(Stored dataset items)
┄┄┄┄┄┄

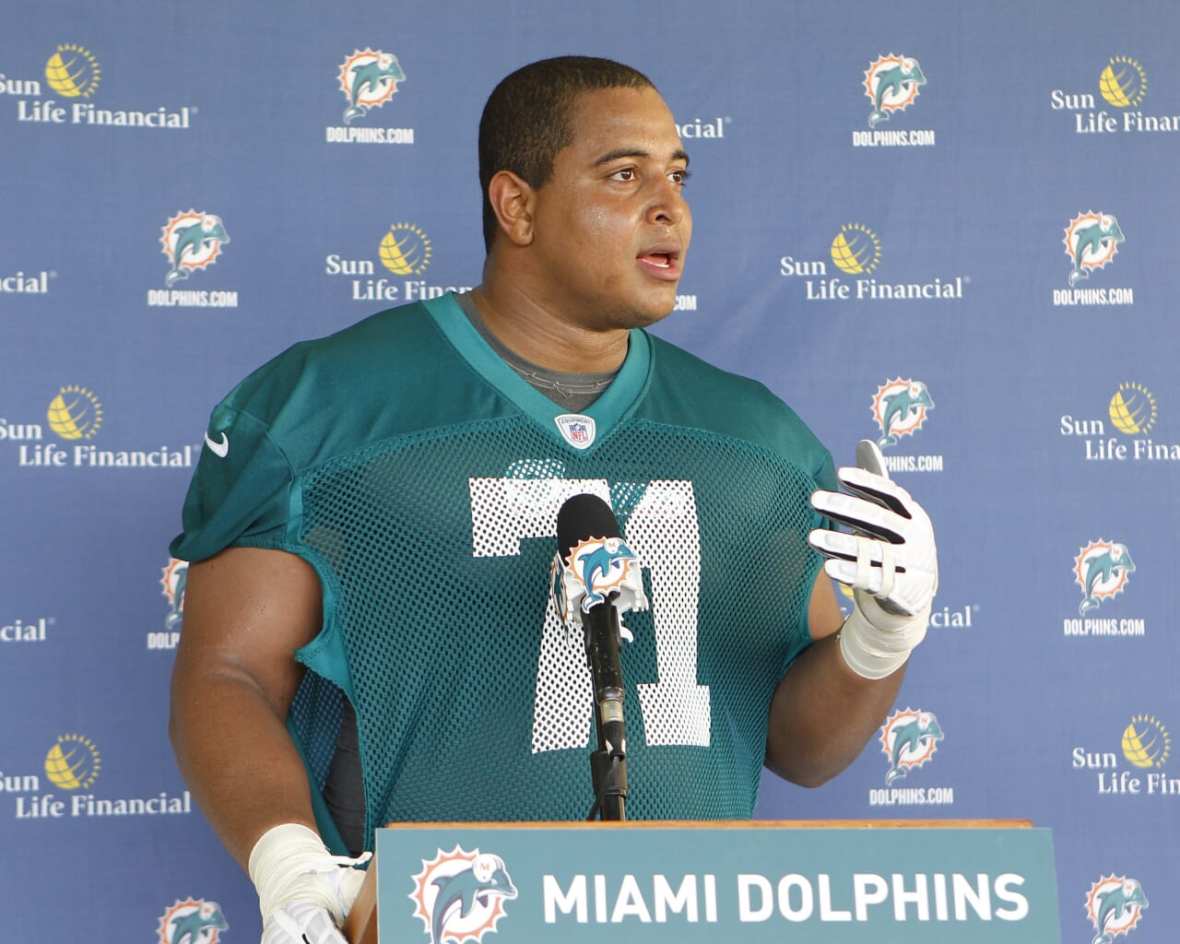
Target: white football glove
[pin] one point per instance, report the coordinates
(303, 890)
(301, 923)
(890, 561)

┄┄┄┄┄┄

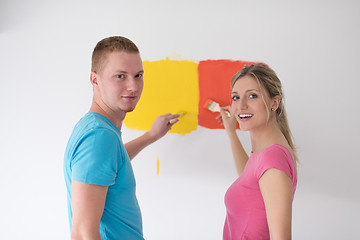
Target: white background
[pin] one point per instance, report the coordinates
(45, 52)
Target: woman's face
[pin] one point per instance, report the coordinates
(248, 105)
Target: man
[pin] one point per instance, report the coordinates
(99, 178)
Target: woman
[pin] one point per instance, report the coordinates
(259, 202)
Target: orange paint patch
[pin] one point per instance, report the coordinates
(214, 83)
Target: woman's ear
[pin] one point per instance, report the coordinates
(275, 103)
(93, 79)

┄┄┄┄┄┄

Which lines in the records contain the string "woman"? Extract every one of them, treating uppercase and lowercase letters as different.

§ CORRECT RESPONSE:
Target: woman's face
Target: woman
Target: woman's ear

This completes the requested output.